▸ **Aim**
State how many lines of the items contain the string "patterned", matching case exactly. Give only the number.

----

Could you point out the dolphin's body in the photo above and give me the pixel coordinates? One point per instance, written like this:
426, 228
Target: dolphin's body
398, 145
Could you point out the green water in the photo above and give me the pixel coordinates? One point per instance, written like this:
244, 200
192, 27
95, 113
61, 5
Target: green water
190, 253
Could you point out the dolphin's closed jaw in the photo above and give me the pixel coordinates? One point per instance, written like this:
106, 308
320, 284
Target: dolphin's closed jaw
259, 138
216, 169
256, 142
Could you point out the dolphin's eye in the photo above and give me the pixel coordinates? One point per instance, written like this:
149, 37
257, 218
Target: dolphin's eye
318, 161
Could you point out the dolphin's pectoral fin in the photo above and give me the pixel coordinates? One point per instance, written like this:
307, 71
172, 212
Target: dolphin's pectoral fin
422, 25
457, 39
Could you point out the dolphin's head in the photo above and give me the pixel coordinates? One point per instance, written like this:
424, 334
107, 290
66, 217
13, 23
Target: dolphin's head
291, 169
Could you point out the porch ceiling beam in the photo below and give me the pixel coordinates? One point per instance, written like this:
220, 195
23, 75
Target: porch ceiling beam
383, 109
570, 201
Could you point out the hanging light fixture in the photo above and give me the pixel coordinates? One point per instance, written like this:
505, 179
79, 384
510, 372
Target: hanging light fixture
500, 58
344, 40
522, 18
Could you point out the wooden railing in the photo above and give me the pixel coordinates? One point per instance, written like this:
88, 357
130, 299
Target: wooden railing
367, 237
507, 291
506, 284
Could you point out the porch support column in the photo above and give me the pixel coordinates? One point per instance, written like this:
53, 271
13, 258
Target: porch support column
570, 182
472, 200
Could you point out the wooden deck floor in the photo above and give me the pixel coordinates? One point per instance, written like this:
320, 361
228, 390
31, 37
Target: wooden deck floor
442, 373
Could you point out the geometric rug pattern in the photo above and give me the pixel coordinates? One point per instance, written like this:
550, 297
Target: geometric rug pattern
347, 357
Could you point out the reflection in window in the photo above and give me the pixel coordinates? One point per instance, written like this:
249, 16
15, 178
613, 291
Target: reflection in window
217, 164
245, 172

----

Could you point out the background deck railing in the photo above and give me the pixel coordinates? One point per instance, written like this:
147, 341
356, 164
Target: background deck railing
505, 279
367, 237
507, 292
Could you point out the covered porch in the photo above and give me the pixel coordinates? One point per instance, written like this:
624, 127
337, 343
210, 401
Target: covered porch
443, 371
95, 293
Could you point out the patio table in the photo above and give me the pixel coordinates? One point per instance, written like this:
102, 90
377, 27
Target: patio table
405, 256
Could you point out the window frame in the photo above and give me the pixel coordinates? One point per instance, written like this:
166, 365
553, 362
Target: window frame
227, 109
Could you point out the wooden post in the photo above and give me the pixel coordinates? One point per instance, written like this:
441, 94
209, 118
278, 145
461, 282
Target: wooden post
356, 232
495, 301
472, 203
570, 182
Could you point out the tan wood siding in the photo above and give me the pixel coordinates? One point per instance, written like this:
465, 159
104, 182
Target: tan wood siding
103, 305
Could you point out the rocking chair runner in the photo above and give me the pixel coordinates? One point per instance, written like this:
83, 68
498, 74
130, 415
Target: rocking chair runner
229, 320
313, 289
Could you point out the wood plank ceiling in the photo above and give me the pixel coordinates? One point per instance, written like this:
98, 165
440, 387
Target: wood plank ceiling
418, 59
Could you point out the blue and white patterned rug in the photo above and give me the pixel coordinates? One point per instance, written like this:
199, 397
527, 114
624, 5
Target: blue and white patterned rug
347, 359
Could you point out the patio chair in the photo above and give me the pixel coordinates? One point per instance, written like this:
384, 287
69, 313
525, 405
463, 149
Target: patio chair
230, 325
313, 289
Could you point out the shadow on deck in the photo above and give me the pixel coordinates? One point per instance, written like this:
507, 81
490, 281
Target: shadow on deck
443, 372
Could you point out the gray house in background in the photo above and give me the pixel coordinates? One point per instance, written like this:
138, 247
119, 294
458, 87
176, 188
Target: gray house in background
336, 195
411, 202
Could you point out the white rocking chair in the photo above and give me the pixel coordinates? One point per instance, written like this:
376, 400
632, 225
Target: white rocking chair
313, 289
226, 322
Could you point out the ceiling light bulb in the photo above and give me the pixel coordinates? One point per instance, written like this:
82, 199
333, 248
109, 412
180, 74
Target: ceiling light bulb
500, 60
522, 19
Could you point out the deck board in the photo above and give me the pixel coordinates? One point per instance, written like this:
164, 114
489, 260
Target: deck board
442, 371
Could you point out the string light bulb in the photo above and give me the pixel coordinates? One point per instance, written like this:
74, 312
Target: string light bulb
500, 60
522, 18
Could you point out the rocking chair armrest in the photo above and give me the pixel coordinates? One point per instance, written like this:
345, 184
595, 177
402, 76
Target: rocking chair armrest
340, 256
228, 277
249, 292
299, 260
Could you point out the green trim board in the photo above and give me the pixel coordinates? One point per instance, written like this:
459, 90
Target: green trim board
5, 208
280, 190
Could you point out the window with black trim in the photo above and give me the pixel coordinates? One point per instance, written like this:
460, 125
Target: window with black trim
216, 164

----

▸ **Output for this exercise**
2